Activity:
Copy the entries below verbatim, omitting any pictures they contain.

Region pointing data:

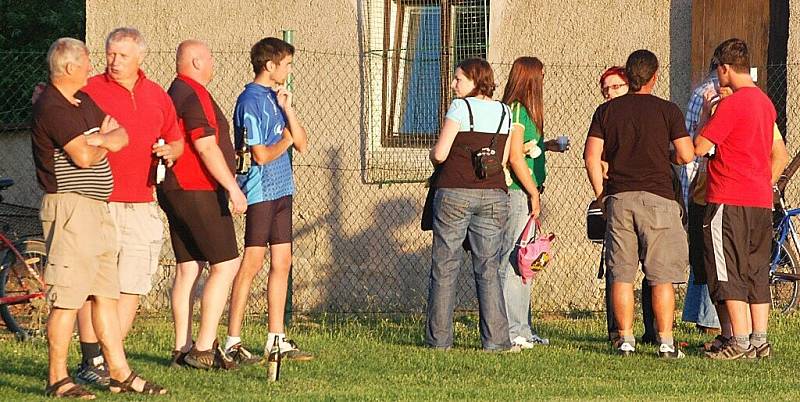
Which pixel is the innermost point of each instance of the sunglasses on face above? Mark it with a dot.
(614, 87)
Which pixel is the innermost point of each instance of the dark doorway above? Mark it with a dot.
(763, 24)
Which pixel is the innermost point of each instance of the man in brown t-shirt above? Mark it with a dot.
(634, 132)
(71, 138)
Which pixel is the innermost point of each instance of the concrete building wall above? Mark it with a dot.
(358, 245)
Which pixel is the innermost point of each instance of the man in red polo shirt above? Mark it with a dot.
(147, 113)
(737, 228)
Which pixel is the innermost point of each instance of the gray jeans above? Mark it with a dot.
(516, 294)
(483, 214)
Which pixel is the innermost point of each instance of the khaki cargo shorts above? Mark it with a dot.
(141, 234)
(81, 248)
(647, 227)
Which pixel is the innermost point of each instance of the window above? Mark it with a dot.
(412, 49)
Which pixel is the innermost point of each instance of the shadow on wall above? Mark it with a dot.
(368, 256)
(16, 162)
(680, 55)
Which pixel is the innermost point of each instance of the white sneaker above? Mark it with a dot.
(538, 340)
(522, 343)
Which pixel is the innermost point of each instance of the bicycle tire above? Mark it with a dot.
(782, 281)
(28, 318)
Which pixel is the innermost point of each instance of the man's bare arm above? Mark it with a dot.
(592, 154)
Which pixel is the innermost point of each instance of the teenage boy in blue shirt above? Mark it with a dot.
(265, 121)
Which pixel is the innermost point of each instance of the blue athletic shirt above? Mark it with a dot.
(257, 110)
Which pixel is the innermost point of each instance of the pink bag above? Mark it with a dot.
(533, 256)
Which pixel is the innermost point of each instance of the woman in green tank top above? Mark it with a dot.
(525, 179)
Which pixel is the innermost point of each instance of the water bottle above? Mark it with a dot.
(161, 169)
(243, 160)
(274, 360)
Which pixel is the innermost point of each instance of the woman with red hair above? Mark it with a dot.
(523, 93)
(614, 83)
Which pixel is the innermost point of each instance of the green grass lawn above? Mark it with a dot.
(369, 358)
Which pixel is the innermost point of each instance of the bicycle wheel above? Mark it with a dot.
(26, 318)
(783, 280)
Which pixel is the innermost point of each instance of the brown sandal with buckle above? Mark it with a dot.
(127, 386)
(76, 391)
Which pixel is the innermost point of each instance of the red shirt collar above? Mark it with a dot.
(141, 78)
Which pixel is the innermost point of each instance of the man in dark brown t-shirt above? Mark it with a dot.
(71, 138)
(195, 198)
(634, 132)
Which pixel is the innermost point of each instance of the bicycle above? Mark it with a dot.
(23, 258)
(783, 265)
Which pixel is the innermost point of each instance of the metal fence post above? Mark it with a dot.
(288, 37)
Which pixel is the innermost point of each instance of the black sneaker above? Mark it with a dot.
(764, 351)
(670, 352)
(242, 356)
(213, 358)
(93, 373)
(178, 359)
(289, 350)
(716, 344)
(624, 348)
(731, 352)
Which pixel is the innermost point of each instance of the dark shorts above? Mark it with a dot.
(696, 244)
(269, 223)
(645, 227)
(738, 242)
(200, 225)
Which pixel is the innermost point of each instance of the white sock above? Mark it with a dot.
(232, 340)
(270, 338)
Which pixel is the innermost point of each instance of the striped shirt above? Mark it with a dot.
(56, 122)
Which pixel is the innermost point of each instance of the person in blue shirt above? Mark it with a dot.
(266, 122)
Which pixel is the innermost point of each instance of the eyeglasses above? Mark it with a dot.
(614, 87)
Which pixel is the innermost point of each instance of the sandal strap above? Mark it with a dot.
(75, 391)
(51, 389)
(151, 389)
(148, 388)
(125, 385)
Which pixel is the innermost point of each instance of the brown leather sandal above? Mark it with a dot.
(127, 386)
(76, 391)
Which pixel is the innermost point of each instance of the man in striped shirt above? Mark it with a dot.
(71, 138)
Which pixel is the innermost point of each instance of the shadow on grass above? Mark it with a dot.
(23, 389)
(161, 360)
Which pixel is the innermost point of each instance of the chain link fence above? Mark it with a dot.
(358, 247)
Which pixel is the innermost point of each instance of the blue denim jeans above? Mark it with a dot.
(697, 307)
(482, 214)
(516, 294)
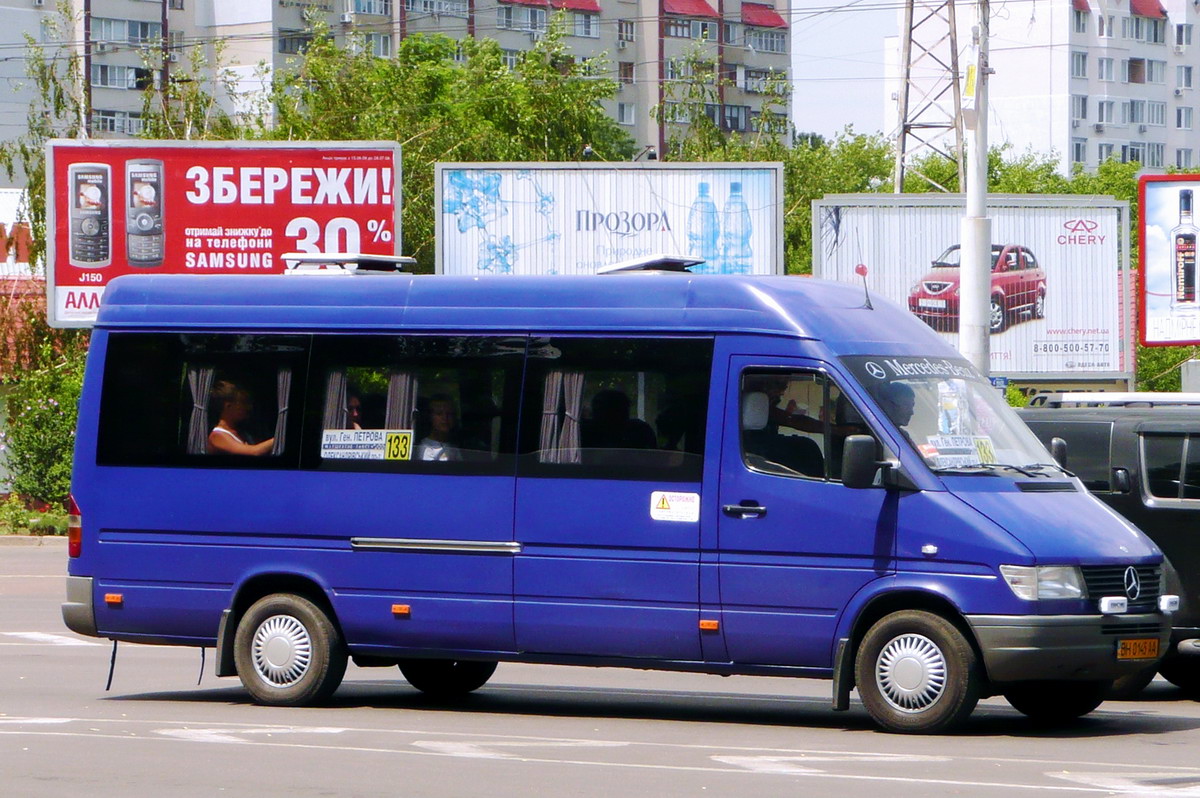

Exercise answer:
Which pixel is the innermost point of each instance of the sunglasses on face above? Mark it with a dot.
(614, 87)
Which pixel is the innermost point of each instance of the dark doorway above? Mark it with a dot.
(763, 24)
Which pixel is the innermost point of each instance of the man in brown t-shirt above? Mark it with a dot.
(634, 132)
(71, 138)
Which pixel is the innermost point of each instance of the concrete building wall above? Mark it with a dot.
(358, 245)
Which pixel is the innermost point of each instance of the man in red polo shirt above? Mark it with a dot.
(147, 113)
(737, 228)
Which pixel is the innermost point of each instance of the gray jeans above? Mark it with a dot.
(516, 294)
(483, 214)
Which pixel is the innermost point of each instance of the khaki cargo shorts above? Mark it with a dot.
(141, 234)
(81, 248)
(647, 227)
Which pixel is the innermost point of each instance of the window above? Mark it with a dot.
(412, 49)
Which pixel is the innermost point of each instance of the shadow on wall above? Mark it with a dot.
(368, 256)
(16, 162)
(680, 55)
Which pixel is the innermost point of each instance of the white sneaker above? Mark it with a dot.
(538, 340)
(522, 343)
Which pixel is the innermost point of each instance of the bicycle tire above? Mark it with a dot.
(782, 281)
(28, 318)
Which pixel is the innermost point of each instance of the man's bare arm above? Mark it with a dot.
(592, 154)
Which pixel is the innermost point of each instance of the teenage boy in blue shirt above? Mark it with a dot.
(265, 121)
Which pixel is the innermost point of each instance of the blue athletic shirt above? Mark it with a dot.
(257, 110)
Which pixel is the innermost point of each instance of the pink bag above? Mark it with a dot.
(533, 256)
Which pixel is the innermost point of each instance of the woman in green tank top above? Mark it with a dot.
(525, 179)
Which pixel is the innermost point of each instance of the water bottle above? Mark it with a dot.
(161, 169)
(243, 160)
(274, 360)
Which pixel is the innermost point of each instance of the woman with red hair above? Mark it with a dot.
(523, 93)
(614, 83)
Which pixel is the innermost point of each instance of the green grass lawn above? Mark it with a dot.
(369, 358)
Which pixel is the innermost point of each instance of the bicycle wheel above? Mark it with a dot.
(26, 318)
(783, 280)
Which pixel is the innermost point of each instance of the brown sandal with buckle above? Mark it with a dot.
(127, 386)
(76, 391)
Which pixel is the innermost point of each instance of the red shirt collar above? Mark it with a dot.
(141, 78)
Which pixel is the innermost point of each instance of the man in dark brown t-shirt above? Mark it with a dot.
(71, 138)
(195, 198)
(634, 132)
Which pixel is the innermost point of each instance of the bicycle above? Mark it with a dot.
(23, 258)
(783, 265)
Which pixel is the innermost point of each instance of the metal fence post above? Mark it with a dot.
(288, 37)
Which pixel is the innermost point of each instance of the black sneaker above? Mark it with a dot.
(764, 351)
(670, 352)
(242, 356)
(213, 358)
(93, 373)
(178, 359)
(289, 350)
(716, 344)
(624, 348)
(731, 352)
Which pixel is the innermost point of each instance of the dark shorts above? Mark it with a dot.
(696, 244)
(269, 223)
(645, 227)
(738, 242)
(200, 225)
Which pixel is the innermost point of each instance of the white sock above? Mark it with a dot.
(232, 340)
(270, 338)
Which pixel is the innermost point of each instance of the striped shirt above? Mark it with a dot.
(56, 122)
Which pixel is the innermost point of each instance of the person in blue shirt above? Mark it with a dot.
(266, 122)
Which pixel is the innermost point of each instance of the eyeglasses above? Mark it with a dot.
(614, 87)
Which pixel is the innermost point of each instance of the sandal strap above? Mark it with a dot.
(75, 391)
(51, 389)
(151, 389)
(148, 388)
(125, 385)
Which pixel is the innermost point of each instance of the brown leather sandal above? Mark it with a dot.
(127, 386)
(76, 391)
Which pixel is the innermost point of each instance of the man in striped shirt above? Mark it with a dot.
(71, 138)
Which pixel is the innermost point of each instance of the shadow on grass above? Mark it with a dot.
(23, 389)
(161, 360)
Which pixel is the innermost point of each instance of the chain link fence above? Mark it with a dot.
(358, 247)
Which pixel is the innermost point of each instance of the blue denim jeans above? Mark it with a dot.
(697, 307)
(482, 214)
(516, 294)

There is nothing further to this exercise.